> WHAT YOU HAVE TO DO: Reproduce the listing below, replacing each occurrence of "image.png" with "frame.png" and keeping every other character unchanged.

> EXERCISE INPUT:
☆ ☆ ☆
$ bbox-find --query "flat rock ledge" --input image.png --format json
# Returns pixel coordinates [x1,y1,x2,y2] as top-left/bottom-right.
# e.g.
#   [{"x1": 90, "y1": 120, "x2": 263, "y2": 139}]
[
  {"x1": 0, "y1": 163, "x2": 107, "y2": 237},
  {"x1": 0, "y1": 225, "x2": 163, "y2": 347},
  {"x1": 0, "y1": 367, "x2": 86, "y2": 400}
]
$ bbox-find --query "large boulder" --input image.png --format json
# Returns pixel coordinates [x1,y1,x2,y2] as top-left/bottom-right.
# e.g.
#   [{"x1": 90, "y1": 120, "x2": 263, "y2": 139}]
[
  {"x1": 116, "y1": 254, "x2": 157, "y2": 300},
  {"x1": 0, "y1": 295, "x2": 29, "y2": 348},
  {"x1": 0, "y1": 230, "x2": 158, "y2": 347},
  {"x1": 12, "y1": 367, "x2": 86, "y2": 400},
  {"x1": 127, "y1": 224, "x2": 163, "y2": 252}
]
☆ ☆ ☆
> EXPECTED ANSWER:
$ bbox-find --query "flat rock ledge" --input frame.png --format json
# Returns pixel coordinates [x1,y1,x2,y2] as top-left/bottom-right.
# e.g.
#   [{"x1": 90, "y1": 120, "x2": 263, "y2": 139}]
[
  {"x1": 0, "y1": 163, "x2": 107, "y2": 237},
  {"x1": 0, "y1": 225, "x2": 163, "y2": 347},
  {"x1": 0, "y1": 367, "x2": 86, "y2": 400}
]
$ bbox-find --query "large boulder" --input frame.png --format json
# Returns pixel coordinates [x1,y1,x2,y2] as top-left/bottom-right.
# e.g.
#   [{"x1": 90, "y1": 120, "x2": 263, "y2": 139}]
[
  {"x1": 116, "y1": 254, "x2": 157, "y2": 300},
  {"x1": 0, "y1": 295, "x2": 29, "y2": 348},
  {"x1": 0, "y1": 230, "x2": 158, "y2": 347},
  {"x1": 12, "y1": 367, "x2": 86, "y2": 400},
  {"x1": 127, "y1": 224, "x2": 163, "y2": 252}
]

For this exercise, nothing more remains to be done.